» What the exercise asks:
Leaving out the images, repeat all the lines below exactly.

» Excerpted data:
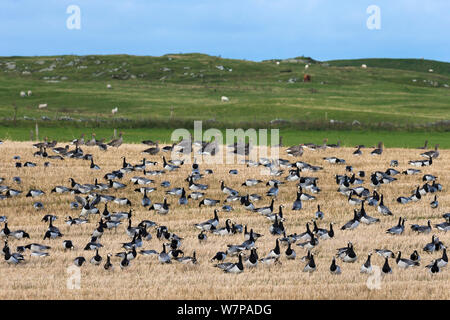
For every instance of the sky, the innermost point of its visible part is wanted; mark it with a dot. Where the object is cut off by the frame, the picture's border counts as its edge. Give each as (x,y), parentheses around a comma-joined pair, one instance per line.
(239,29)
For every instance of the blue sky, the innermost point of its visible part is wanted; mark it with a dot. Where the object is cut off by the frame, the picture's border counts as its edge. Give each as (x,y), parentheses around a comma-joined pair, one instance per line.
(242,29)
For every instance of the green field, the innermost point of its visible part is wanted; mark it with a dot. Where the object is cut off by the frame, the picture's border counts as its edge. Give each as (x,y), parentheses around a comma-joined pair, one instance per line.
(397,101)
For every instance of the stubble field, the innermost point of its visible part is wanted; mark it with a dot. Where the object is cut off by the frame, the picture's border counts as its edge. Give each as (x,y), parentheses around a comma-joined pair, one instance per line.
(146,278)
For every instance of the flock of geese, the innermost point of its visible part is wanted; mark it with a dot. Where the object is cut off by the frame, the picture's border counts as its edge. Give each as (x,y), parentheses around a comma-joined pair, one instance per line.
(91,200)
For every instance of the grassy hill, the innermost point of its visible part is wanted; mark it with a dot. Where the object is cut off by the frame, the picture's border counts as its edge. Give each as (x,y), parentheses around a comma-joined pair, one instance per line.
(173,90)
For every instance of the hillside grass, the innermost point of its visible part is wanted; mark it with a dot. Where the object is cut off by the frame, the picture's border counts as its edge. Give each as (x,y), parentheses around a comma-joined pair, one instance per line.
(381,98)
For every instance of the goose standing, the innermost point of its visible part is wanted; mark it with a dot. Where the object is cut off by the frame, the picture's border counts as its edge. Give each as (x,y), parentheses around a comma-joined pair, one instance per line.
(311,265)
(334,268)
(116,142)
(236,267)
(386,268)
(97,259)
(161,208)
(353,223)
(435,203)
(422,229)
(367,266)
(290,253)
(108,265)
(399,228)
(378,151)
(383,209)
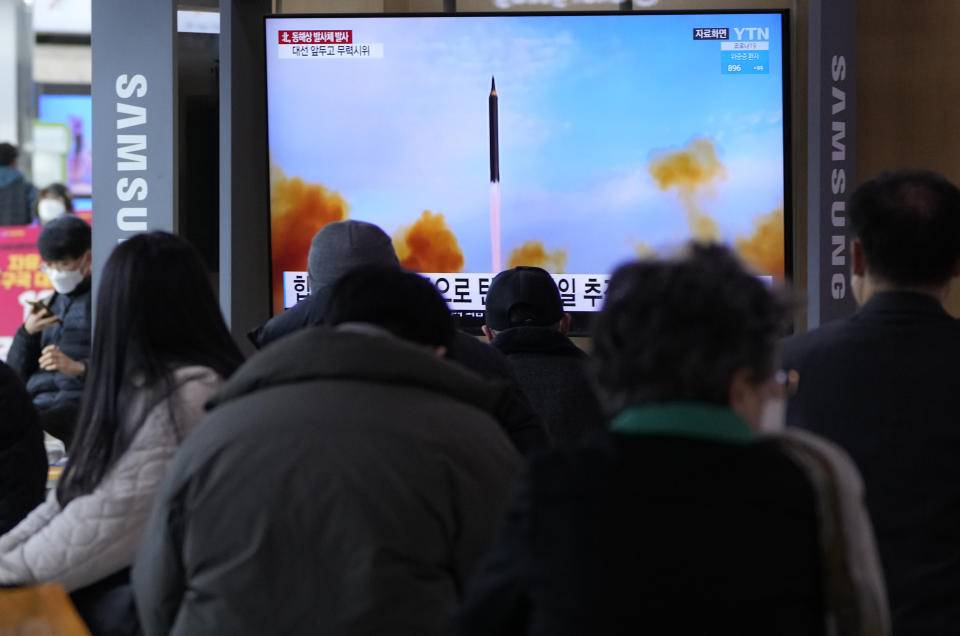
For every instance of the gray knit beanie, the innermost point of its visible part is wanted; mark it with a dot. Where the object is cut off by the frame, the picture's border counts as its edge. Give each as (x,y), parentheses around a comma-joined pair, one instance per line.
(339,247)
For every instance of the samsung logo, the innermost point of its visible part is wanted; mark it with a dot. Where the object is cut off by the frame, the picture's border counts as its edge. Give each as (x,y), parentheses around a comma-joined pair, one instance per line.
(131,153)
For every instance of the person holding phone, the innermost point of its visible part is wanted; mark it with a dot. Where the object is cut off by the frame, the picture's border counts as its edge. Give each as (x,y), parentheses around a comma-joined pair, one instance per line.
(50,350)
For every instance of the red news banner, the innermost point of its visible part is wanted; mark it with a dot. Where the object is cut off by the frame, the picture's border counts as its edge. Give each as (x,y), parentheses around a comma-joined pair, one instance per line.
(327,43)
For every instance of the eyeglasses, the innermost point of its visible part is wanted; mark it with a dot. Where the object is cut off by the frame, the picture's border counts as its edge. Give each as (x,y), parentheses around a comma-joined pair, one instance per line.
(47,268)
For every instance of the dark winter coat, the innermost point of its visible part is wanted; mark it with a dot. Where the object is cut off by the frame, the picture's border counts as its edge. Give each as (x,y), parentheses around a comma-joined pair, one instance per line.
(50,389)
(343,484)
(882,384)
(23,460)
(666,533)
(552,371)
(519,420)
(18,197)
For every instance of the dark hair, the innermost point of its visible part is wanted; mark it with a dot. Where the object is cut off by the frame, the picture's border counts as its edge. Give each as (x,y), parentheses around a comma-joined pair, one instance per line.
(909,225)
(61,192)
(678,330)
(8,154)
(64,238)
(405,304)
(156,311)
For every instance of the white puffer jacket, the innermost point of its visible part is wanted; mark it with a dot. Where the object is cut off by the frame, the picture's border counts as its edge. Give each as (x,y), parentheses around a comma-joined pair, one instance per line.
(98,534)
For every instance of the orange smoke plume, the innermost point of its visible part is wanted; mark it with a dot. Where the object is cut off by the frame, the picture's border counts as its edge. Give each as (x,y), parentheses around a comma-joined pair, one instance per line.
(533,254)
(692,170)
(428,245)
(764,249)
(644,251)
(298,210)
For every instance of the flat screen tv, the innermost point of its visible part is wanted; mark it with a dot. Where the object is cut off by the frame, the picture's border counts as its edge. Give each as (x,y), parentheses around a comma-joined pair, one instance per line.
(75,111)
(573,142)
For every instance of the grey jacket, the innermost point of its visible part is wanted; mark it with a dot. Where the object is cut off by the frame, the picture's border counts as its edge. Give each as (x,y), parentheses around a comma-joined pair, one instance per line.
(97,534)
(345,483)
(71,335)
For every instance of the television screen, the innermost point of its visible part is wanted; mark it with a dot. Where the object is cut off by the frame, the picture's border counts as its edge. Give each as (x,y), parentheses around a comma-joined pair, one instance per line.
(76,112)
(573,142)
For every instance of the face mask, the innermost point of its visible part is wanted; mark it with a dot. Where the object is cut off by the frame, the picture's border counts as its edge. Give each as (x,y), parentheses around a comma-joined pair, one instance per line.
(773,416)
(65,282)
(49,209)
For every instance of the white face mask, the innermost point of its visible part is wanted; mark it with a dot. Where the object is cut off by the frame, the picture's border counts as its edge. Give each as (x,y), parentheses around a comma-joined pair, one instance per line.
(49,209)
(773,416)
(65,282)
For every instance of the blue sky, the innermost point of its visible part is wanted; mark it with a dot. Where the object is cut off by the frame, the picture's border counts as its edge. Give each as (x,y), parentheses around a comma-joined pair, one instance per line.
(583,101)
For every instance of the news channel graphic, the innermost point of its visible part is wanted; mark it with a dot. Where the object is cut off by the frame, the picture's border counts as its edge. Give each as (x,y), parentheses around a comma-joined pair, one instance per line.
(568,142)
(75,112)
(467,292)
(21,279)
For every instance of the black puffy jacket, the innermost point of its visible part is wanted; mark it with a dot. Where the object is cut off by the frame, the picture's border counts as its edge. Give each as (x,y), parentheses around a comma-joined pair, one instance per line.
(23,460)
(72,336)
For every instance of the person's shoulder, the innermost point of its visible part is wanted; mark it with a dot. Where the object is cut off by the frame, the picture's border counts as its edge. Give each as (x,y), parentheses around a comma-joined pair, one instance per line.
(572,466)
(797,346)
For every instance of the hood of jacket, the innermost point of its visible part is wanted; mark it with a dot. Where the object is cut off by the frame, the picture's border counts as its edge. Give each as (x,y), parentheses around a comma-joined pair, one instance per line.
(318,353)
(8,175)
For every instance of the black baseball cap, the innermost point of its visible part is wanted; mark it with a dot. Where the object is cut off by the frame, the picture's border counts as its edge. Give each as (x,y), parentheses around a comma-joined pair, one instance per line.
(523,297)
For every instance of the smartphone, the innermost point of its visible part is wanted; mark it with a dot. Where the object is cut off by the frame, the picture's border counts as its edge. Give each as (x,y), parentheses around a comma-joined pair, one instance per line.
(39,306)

» Expected output:
For every instance of the sky, the innermost point of its visible part is wanted; mark it with a dot. Where the object is cut off by the frame, the picture's border counts as its edge. Give each as (x,y), parentheses around a comma-joined pair, one instance per line.
(239,29)
For every instance of the blue sky, the innermost point of its visible part is wanted; mark it with a dot. Where the object is cut off by the frame, the picture's border counts as its edge. Give each as (x,y), parentheses around a comma-joined pair, one instance per line.
(242,29)
For every instance of the green field, the innermost point of its visible part is wanted; mark it with a dot. Where the object is cut off by the frame, the picture's border counts as its edge. Give each as (x,y), parentheses around a comma-joined pair, one instance per line.
(397,101)
For every instance of the stubble field, the innermost point of its visible part is wanted; mark it with a dot. Where the object is cut off by the frame, the picture's border counts as its edge. Give each as (x,y), parentheses around a comma-joined pair, one instance per line.
(146,278)
For every instance of the flock of geese, the innermost point of its visible part is wanted; mark it with a dot. Where the object is cut off by the frame, the picture's border counts as its edge. Give each as (x,y), parentheses around a comma-joined pair, one instance per line.
(91,200)
For every instance of the grassy hill, the innermost point of its visible part is wanted; mark it with a dot. Where the object is cut off by the frame, the picture's border counts as its edge. Give each as (x,y), parentheses around a comma-joined pair, one instance per line.
(173,90)
For every instance of the hillside grass, the innermost point of its visible part is wanted; mark it with a dot. Where the object is cut off by the frame, the picture's border counts as its edge. Give each as (x,y), parentheses around a comma-joined pair, one instance per line.
(381,98)
For every instance of the goose standing, the innermost point of its visible part is wanted; mark it with a dot. Where the object is cut off by the frame, the picture's border counts as its edge. Give each as (x,y), parentheses around a comma-joined pair, one instance per line.
(311,265)
(334,268)
(116,142)
(236,267)
(386,268)
(97,259)
(161,208)
(353,223)
(435,203)
(422,229)
(367,266)
(290,253)
(108,265)
(399,228)
(378,151)
(383,209)
For every instance of the gray knit beanie, the innermost point of its visible part is wanted; mark it with a dot. Where the object is cut off by the frame, the picture's border counts as its edge. Give each as (x,y), parentheses around a comma-joined pair, one instance per line.
(339,247)
For every instance of the samsung logo, the innermost point of its visible part is wanted; mark it with a dot. Where the object is cut off by the frame, the picture's border counts as its edge. Give each as (x,y), parentheses around a comma-joined pair, one instance per line.
(131,153)
For every instance of the person holding phone, the innermost point of its visible part is wanted; mark it with a dot. Where the object is cut off by the frame, the picture's border counts as its edge. Give each as (x,y), parentheses around a comma-joined pair, one instance per line.
(50,350)
For every instance of the red news banner, the innermost point of its visible part is wanted; mark it with a dot. Where the object is cut off by the frame, the picture's border counts as its edge. Give each as (x,y), parentheses around a comma-joined pair, one instance per line.
(327,43)
For every instance of the eyeglasses, the innermost point of its visible part is wanted; mark it with a dot. Where the object is cut off by the frame, the picture's border counts as its edge. Give each as (x,y), parentheses around a comma-joined pair, one instance per line.
(47,268)
For every instance of the dark winter coat, the innermost point of its visible part is wanted; mark it with a dot. Where the object is cut off by the frame, the picture's border counts as its edge. Give each as (x,y), parentheses around a comma-joined pair, one instance per line.
(50,389)
(343,484)
(882,384)
(23,460)
(666,533)
(552,371)
(519,420)
(18,197)
For every instance of the dark hair, the innermost point of its visible part is wanted; mark it with a dot. Where the object is cut off by the frame, the picture's border counts as its edge. Give each as (x,y), parentheses around a comma-joined pair, one instance per line.
(909,225)
(61,192)
(678,330)
(8,154)
(64,238)
(405,304)
(156,311)
For every instance of the white puffer jacket, the innermost point of its visible part is wanted; mark it with a dot. Where the object is cut off by the frame, the picture's border counts as its edge. Give each as (x,y), parentheses around a comma-joined pair, one instance per line.
(98,534)
For every instance of the orange smoke plume, the innermost point of its visible part is wanted; mark it with a dot. Where the object is cut off by the frame, the picture's border counts as its edge. Give each as (x,y), parentheses around a comma-joined pair, one instance per line.
(533,254)
(692,170)
(428,245)
(764,249)
(644,251)
(298,210)
For every instance of the flat screen tv, the innermost point of its visible part is wanted; mark it with a dot. Where the object is cut off by the frame, the picture's border counts as its edge. Give each as (x,y), parentheses around a comma-joined pair, one instance per line.
(75,111)
(573,142)
For every instance of the grey jacket, the innermost point of its visible part is wanted; mark it with a dot. Where the object is cut off by the frame, the picture's border counts as its edge. Give each as (x,y), parentheses around a comma-joined pair, one instance per line.
(97,534)
(345,483)
(71,335)
For every instance of the television screen, the innermost point of its visible part is wanted; mark it with a dot. Where the object is cut off by the frame, the picture's border counts as its edge. Give each as (x,y), parentheses around a comma-joined pair, one instance per line.
(76,112)
(573,142)
For every instance of the face mask, the innermost point of its visible part is wanted; mark it with a dot. Where the object is cut off by the frame, the picture's border counts as its edge. Give each as (x,y), parentheses around a comma-joined pair, one instance per line.
(773,416)
(65,282)
(49,209)
For every instance of the white face mask, the innermost point of its visible part is wanted; mark it with a dot. Where the object is cut off by the frame, the picture's border counts as its edge. Give each as (x,y), parentheses around a comma-joined pair, one instance per line.
(49,209)
(773,416)
(65,282)
For every instance of the blue sky, the innermost point of its visible part is wanted; mark it with a dot. Where the object is cut off by the frame, the picture's border counts as its edge. Give each as (x,y), parentheses around a comma-joined pair, one instance per line.
(583,101)
For every instance of the news channel graphic, the innermost point of its visible part is wanted; mark it with a dot. Where the object is cut off by the frame, the picture's border counts as its edge. Give each as (x,y), parentheses around a comma-joined pair, one instance per line.
(568,142)
(75,112)
(467,292)
(21,279)
For every instance of the black puffy jacket, the innermost point of its visible part is wanted; mark it with a dot. Where the object is cut off by the frame, the picture's border counts as its edge. Give each as (x,y), parentheses around a comma-joined pair, one instance per line.
(23,460)
(72,336)
For every instance of the person's shoulder, the innermost point of its visible part is wanted; mark it with a dot. Where the object is cut off by the frame, the picture's border counts as its edge. Give each as (x,y), parentheses around a comma-joined pair, one instance per line.
(572,466)
(797,346)
For every instance of the hood of jacket, the innermost point of its visible part is wanted; mark it with a dot. Where the object is cut off by the frame, the picture's border counts as its edge. Give each as (x,y), parentheses around a comma-joined pair, one instance per line.
(318,353)
(8,175)
For every instance of the black baseball cap, the innermost point of its visible part is wanted; mark it with a dot. Where the object is cut off by the frame, the picture's border counts as its edge. Give each as (x,y), parentheses around a comma-joined pair, one instance per line.
(523,297)
For every instance of the smartphone, the innermost point of its visible part is wanted; mark it with a dot. Where the object is cut off by the frame, the picture's border counts as its edge. Give each as (x,y), parentheses around a comma-joined pair, one instance per line.
(39,306)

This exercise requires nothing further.